**** Supplied text

Thank you, he's amazing, so, I agree. So kind of back to this concept of branding. So there's branding, and you got yourself, you got your project, you have maybe you're starting the cat cafe, or whatever the thing is. Which aspect of that are you branding? Or is there a hierarchy, are you branding yourself?
Think of it as a Venn diagram, do you guys know what a Venn diagram is where you have the two circles overlap? All of it, you're gonna have to polish up kind of who you are, too. I, some people know me as a children's book illustrator because that's how I met them. People I made friends with in New York going for several years to learn about that. When I see them I think of them as children's book authors and they think of me as a children's book illustrator. I have other people who don't even know I've ever done that. So I have to be really careful with, quote unquote branding myself to present myself as the Stacy today that is the penultimate expert on selling your ideas, or the mural artist, and people just need to feel comfortable that they kind of know who you are, and roughly what they're dealing with. That's important and it requires a certain amount of transparency and authenticity in yourself and a knowledge of, know thyself type of thing. But you aren't in the end selling yourself. You're not, you are selling, you're not even selling your idea, really. I mean it's kind of a misnomer the name of the class. You're selling the expression of your idea. That idea is always going to be yours. What you're selling is the actual expression, the cafe that people can visit. The idea for the cafe was always yours, but the cafe itself, you're getting people to get behind it, the garden, is something that people will enjoy and grow and eat and hopefully will still be thriving long after you're dead. That's the kind of thing, that's the expression of the idea but the idea is yours. So you do have to brand both, but focus should be on the thing, not you. It should really be on the thing. You're just the delivery mechanism. You're it's mom, if that makes sense.

********

§ Exercise set:
(a) Quote the branding talk from "Thank you, he's" to "you branding yourself?".
(b) Please continue the talk on branding from the point where it stops.
The material that comes next has no connection to the branding talk.

**** Extracted material

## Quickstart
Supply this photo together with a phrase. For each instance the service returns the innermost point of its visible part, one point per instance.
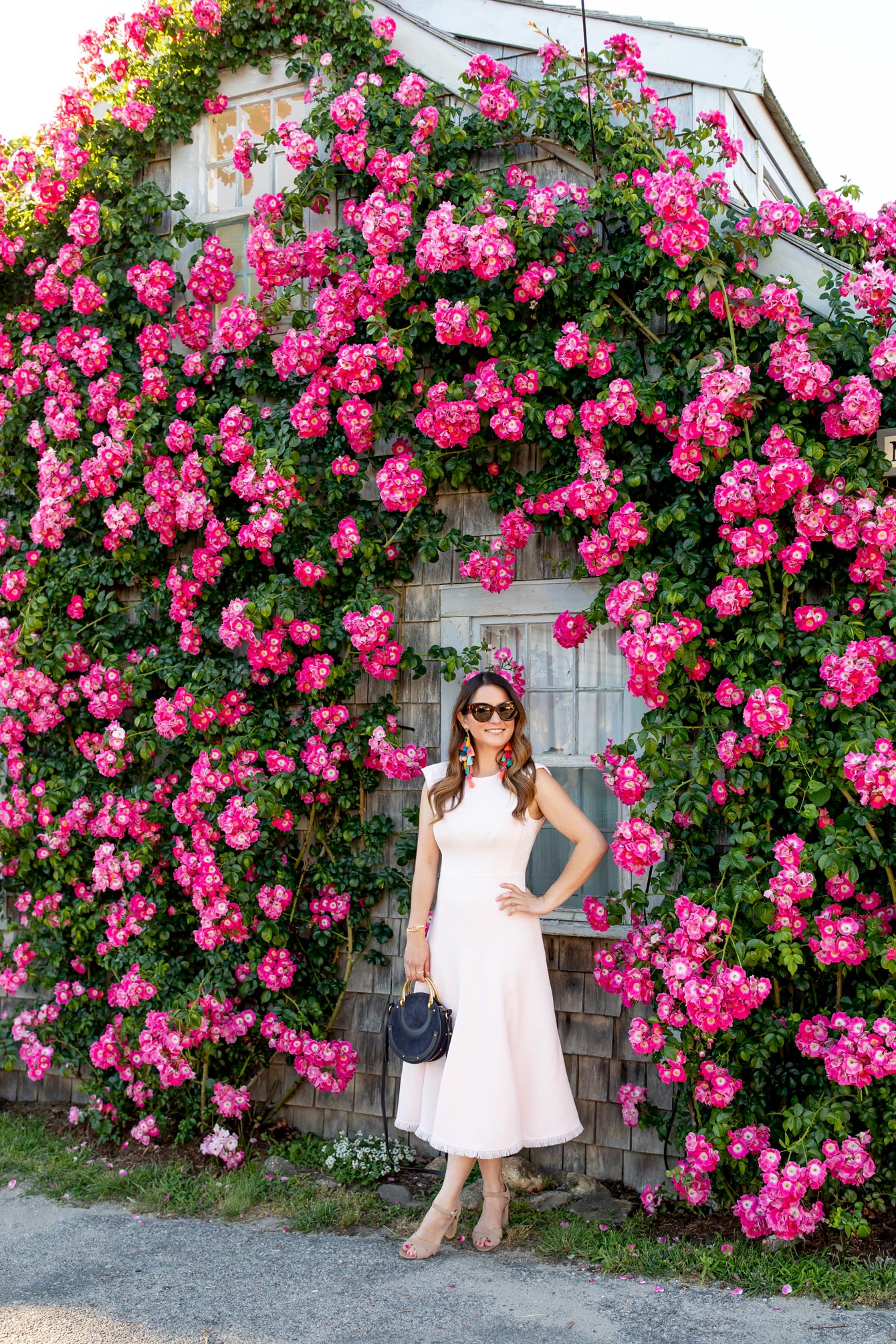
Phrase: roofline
(786, 128)
(463, 50)
(635, 21)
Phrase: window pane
(552, 850)
(507, 636)
(222, 135)
(258, 185)
(600, 721)
(222, 190)
(234, 237)
(550, 663)
(257, 117)
(600, 659)
(551, 723)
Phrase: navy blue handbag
(418, 1028)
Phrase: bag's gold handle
(433, 994)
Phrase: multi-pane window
(231, 197)
(227, 193)
(575, 702)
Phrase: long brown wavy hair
(520, 774)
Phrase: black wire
(672, 1116)
(587, 81)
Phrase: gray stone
(394, 1194)
(580, 1184)
(520, 1176)
(550, 1199)
(278, 1167)
(770, 1245)
(472, 1195)
(602, 1208)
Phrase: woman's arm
(426, 867)
(590, 849)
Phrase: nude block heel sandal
(431, 1248)
(493, 1234)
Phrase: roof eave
(793, 140)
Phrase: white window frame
(193, 163)
(463, 609)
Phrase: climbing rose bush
(211, 506)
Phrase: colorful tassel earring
(468, 757)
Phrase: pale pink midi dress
(503, 1085)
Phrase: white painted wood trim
(676, 53)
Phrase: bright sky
(830, 68)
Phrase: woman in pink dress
(503, 1084)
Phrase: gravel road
(105, 1276)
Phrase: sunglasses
(483, 711)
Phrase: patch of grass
(85, 1173)
(82, 1173)
(838, 1276)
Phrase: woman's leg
(492, 1208)
(456, 1172)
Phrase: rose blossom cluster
(778, 1207)
(853, 1055)
(327, 1065)
(623, 776)
(699, 988)
(222, 1144)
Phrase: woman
(503, 1084)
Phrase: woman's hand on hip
(417, 958)
(519, 901)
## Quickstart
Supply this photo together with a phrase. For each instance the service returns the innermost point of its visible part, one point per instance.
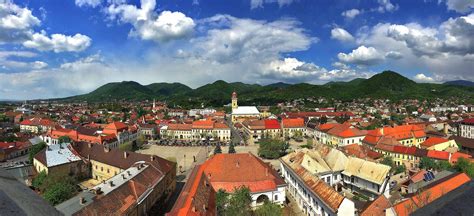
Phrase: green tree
(268, 209)
(231, 148)
(218, 149)
(64, 139)
(34, 150)
(463, 165)
(239, 202)
(272, 148)
(38, 181)
(427, 163)
(387, 160)
(221, 201)
(59, 192)
(400, 169)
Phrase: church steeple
(234, 100)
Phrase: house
(58, 158)
(466, 128)
(197, 197)
(344, 134)
(313, 195)
(429, 194)
(258, 129)
(292, 127)
(437, 143)
(127, 183)
(240, 113)
(366, 177)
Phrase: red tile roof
(293, 123)
(227, 171)
(433, 141)
(439, 155)
(432, 193)
(272, 124)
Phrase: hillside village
(365, 157)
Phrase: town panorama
(236, 108)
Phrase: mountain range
(387, 84)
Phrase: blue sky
(57, 48)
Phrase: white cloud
(460, 6)
(350, 14)
(393, 55)
(423, 78)
(386, 6)
(89, 3)
(341, 35)
(16, 23)
(58, 42)
(425, 48)
(454, 36)
(259, 3)
(148, 25)
(362, 56)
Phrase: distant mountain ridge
(387, 84)
(460, 83)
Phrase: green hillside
(388, 84)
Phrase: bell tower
(234, 100)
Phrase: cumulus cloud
(148, 25)
(427, 48)
(350, 14)
(58, 42)
(386, 6)
(362, 56)
(7, 63)
(460, 6)
(423, 78)
(259, 3)
(16, 23)
(341, 35)
(89, 3)
(453, 36)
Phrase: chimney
(82, 201)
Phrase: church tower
(234, 100)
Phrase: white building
(466, 128)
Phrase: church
(240, 113)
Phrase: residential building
(313, 195)
(293, 126)
(258, 129)
(466, 128)
(240, 113)
(59, 159)
(429, 194)
(366, 177)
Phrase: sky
(59, 48)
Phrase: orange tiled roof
(227, 171)
(433, 141)
(293, 123)
(432, 193)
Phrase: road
(234, 133)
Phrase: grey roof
(456, 202)
(17, 199)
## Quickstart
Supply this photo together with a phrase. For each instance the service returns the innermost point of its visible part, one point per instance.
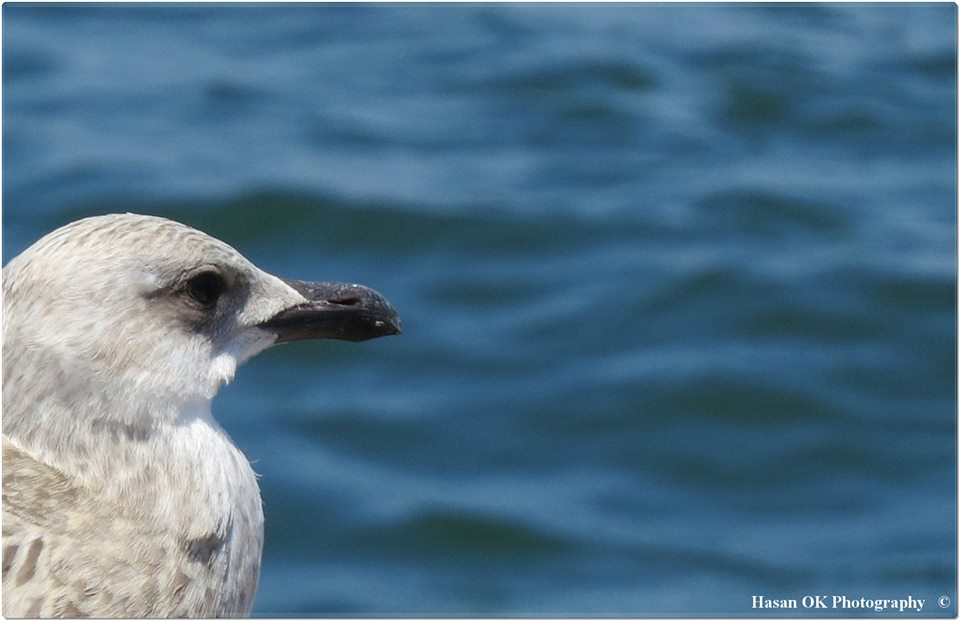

********

§ Answers for the exercise:
(a)
Thank you, he's amazing, so, I agree. So kind of back to this concept of branding. So there's branding, and you got yourself, you got your project, you have maybe you're starting the cat cafe, or whatever the thing is. Which aspect of that are you branding? Or is there a hierarchy, are you branding yourself?

(b)
It does and I really like that distinction between yourself, or the idea and the expression of the idea, it's great.
In fact, It leads me to another little piece of advice, if this idea, because I thought about the idea of the garden, right, outliving you, if this idea can't outlive you, that's my first criticism of you. Go back and come up with something else. Seriously, you could die today, any of us could. All evidence all around you points to the fact that this life is fleeting, do not put any idea out there that has to have you working on it day after day after day after day and the minute you leave us, the idea leaves us. It's already a bad idea if that's the case. Just gonna leave you with that, that's important. Please create ideas that will outlive you.